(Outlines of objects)
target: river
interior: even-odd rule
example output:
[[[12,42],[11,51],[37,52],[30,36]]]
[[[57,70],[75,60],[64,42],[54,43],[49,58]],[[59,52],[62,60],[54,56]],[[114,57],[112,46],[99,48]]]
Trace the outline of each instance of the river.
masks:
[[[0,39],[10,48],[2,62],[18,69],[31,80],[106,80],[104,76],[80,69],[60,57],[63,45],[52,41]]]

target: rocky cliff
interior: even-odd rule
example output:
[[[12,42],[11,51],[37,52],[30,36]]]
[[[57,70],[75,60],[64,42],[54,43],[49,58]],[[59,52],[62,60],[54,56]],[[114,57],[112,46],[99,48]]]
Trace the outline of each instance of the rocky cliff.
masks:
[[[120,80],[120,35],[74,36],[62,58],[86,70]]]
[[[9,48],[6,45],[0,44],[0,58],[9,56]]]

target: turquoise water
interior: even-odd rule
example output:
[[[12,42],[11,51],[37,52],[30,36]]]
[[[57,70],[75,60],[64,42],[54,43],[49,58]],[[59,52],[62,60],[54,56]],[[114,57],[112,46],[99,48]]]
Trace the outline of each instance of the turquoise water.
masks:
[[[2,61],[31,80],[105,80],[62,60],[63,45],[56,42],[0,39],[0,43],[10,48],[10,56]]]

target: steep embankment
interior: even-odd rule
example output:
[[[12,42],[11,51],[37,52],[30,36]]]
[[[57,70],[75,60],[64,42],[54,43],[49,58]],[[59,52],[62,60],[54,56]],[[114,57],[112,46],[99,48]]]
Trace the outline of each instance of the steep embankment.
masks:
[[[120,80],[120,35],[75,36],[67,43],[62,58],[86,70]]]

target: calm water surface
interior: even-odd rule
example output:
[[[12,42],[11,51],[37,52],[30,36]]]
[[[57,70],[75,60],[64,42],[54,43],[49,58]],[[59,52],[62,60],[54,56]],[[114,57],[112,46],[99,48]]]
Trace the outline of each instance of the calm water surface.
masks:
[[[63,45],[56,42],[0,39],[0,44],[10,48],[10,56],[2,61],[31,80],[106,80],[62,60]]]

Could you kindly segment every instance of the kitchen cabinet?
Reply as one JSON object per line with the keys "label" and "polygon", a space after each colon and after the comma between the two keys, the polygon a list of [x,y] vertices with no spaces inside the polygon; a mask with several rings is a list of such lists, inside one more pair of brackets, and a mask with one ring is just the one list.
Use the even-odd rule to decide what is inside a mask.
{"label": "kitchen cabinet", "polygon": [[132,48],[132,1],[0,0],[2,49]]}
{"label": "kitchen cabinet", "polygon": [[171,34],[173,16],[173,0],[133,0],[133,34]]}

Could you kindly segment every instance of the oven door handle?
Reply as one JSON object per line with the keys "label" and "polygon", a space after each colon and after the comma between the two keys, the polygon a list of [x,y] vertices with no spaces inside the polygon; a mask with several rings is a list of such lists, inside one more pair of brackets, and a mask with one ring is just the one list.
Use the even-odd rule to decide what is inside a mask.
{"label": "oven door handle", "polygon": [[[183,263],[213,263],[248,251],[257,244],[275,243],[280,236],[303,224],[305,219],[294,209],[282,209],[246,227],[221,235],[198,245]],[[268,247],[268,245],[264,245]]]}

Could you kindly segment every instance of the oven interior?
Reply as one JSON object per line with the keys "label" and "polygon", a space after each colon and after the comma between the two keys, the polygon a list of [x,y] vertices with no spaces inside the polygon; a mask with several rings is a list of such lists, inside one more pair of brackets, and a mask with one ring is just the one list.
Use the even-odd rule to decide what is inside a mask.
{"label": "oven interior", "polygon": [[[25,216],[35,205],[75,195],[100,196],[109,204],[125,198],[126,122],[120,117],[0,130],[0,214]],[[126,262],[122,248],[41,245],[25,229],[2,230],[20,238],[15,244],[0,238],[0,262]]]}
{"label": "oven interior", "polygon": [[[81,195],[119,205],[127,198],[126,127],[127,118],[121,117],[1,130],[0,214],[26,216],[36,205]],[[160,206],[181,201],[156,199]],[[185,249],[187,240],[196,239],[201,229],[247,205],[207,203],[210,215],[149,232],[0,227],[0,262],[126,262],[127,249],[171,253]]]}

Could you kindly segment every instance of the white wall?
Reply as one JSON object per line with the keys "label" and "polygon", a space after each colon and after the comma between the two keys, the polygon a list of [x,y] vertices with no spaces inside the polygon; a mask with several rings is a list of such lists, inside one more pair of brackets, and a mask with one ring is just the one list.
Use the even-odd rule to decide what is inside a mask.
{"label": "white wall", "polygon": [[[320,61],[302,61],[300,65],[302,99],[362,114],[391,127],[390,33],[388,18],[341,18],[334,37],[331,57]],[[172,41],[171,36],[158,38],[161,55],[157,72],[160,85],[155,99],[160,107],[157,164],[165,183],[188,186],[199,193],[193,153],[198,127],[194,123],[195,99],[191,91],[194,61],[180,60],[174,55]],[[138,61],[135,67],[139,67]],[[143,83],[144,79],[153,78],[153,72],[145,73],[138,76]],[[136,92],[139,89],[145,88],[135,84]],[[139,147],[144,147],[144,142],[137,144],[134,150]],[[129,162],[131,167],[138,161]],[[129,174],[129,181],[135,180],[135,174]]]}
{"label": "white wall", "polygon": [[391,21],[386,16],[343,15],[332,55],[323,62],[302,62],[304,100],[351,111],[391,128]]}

YOUR TASK
Retype every item above, line for line, without changing a single character.

CORRECT RESPONSE
target: river
interior: even-odd rule
example output:
[[[12,42],[11,51],[37,52],[30,36]]]
[[[57,70],[75,60],[64,42],[54,43],[49,58]],[[59,52],[62,60],[54,56]],[[114,57],[112,46],[99,48]]]
Trace the outline of each instance of the river.
masks:
[[[0,39],[10,48],[2,62],[18,69],[31,80],[106,80],[104,76],[80,69],[60,57],[63,45],[52,41]]]

target: rocky cliff
interior: even-odd rule
example output:
[[[12,42],[11,51],[37,52],[30,36]]]
[[[57,70],[75,60],[64,42],[54,43],[49,58]],[[59,52],[62,60],[54,56]],[[114,57],[112,46],[99,48]]]
Trace the outline of each instance of the rocky cliff.
masks:
[[[120,80],[120,35],[74,36],[62,58],[86,70]]]
[[[9,48],[6,45],[0,44],[0,58],[9,56]]]

target: turquoise water
interior: even-odd rule
example output:
[[[12,42],[11,51],[37,52],[30,36]]]
[[[57,70],[75,60],[64,42],[54,43],[49,58]],[[59,52],[62,60],[54,56]],[[114,57],[112,46],[99,48]]]
Trace the outline of each instance of the turquoise water.
masks:
[[[2,61],[31,80],[105,80],[62,60],[63,45],[56,42],[0,39],[0,43],[10,48],[10,56]]]

target: steep embankment
interior: even-odd rule
example output:
[[[12,42],[11,51],[37,52],[30,36]]]
[[[57,70],[75,60],[64,42],[54,43],[49,58]],[[59,52],[62,60],[54,56]],[[114,57],[112,46],[99,48]]]
Trace the outline of each instance of the steep embankment.
masks:
[[[120,80],[120,35],[75,36],[67,43],[62,58],[86,70]]]

target: calm water surface
interior: even-odd rule
example output:
[[[12,42],[11,51],[37,52],[30,36]]]
[[[57,70],[75,60],[64,42],[54,43],[49,58]],[[59,52],[62,60],[54,56]],[[114,57],[112,46],[99,48]]]
Trace the outline of each instance of the calm water surface.
masks:
[[[63,45],[56,42],[0,39],[0,44],[10,48],[10,56],[2,61],[31,80],[106,80],[62,60]]]

Could you kindly segment every instance of the kitchen cabinet?
Reply as one JSON object per line with the keys "label" and "polygon", a space after each colon and after the comma between the two keys, the polygon a list of [x,y] vertices with no spaces inside the polygon; a mask with several rings is a list of such lists, inside one more pair of brackets, and a mask with one ring is just the one list.
Use the even-odd rule to decide what is inside a mask.
{"label": "kitchen cabinet", "polygon": [[132,48],[132,1],[0,0],[2,49]]}
{"label": "kitchen cabinet", "polygon": [[171,34],[173,16],[173,0],[133,0],[133,34]]}

Could you kindly segment every instance of the oven door handle?
Reply as one JSON object per line with the keys "label" and "polygon", a space after each colon and after the comma between the two keys, the polygon a list of [x,y] vertices with no spaces inside the polygon; a mask with several rings is a list of such lists, inside one more pair of brackets, and a mask with one ring is just the one list.
Use the even-odd rule to decide what is inside a mask.
{"label": "oven door handle", "polygon": [[[183,263],[213,263],[248,251],[257,244],[275,243],[280,236],[303,224],[305,219],[294,209],[282,209],[246,227],[221,235],[198,245]],[[268,247],[268,245],[264,245]]]}

Could you kindly segment every instance of the oven interior?
Reply as one JSON object per line with the keys "label" and "polygon", a space after each colon and after the comma between the two keys, the polygon a list of [x,y] vertices with no spaces inside the polygon; a mask with several rings is a list of such lists, inside one more pair of brackets, and a mask with one ring is just the one list.
Use the even-odd rule to decide what is inside a mask.
{"label": "oven interior", "polygon": [[[25,216],[35,205],[75,195],[100,196],[109,204],[125,198],[126,122],[120,117],[0,130],[0,214]],[[126,262],[122,248],[41,245],[25,229],[2,230],[20,238],[15,244],[0,238],[0,262]]]}
{"label": "oven interior", "polygon": [[[81,195],[119,205],[127,198],[126,127],[127,118],[121,117],[1,130],[0,214],[26,216],[36,205]],[[160,206],[181,201],[156,199]],[[185,249],[187,240],[196,239],[201,229],[247,205],[207,203],[210,215],[149,232],[0,227],[0,262],[126,262],[127,249],[171,253]]]}

Could you kindly segment every instance of the white wall?
Reply as one JSON object per line with the keys "label" and "polygon", a space after each colon and after the comma between the two keys, the polygon a list of [x,y] vertices with no spaces inside the polygon; a mask with several rings is a list of such lists, inside one more pair of brackets, and a mask with one ring is just the one list.
Use the even-odd rule to decide what is inside a mask.
{"label": "white wall", "polygon": [[[320,61],[302,61],[300,65],[302,99],[362,114],[391,127],[390,33],[388,18],[341,18],[334,37],[331,57]],[[172,41],[171,36],[158,38],[161,55],[157,72],[160,85],[155,99],[160,107],[157,164],[165,183],[188,186],[199,193],[193,153],[198,127],[194,123],[195,99],[191,91],[194,61],[180,60],[174,55]],[[138,61],[135,67],[139,67]],[[143,83],[144,79],[153,78],[153,72],[145,73],[138,76]],[[136,92],[139,89],[145,88],[135,84]],[[139,147],[144,147],[144,142],[137,144],[134,150]],[[129,162],[131,167],[138,161]],[[129,174],[129,181],[135,180],[135,174]]]}
{"label": "white wall", "polygon": [[391,21],[386,16],[343,15],[332,55],[323,62],[302,62],[304,100],[351,111],[391,128]]}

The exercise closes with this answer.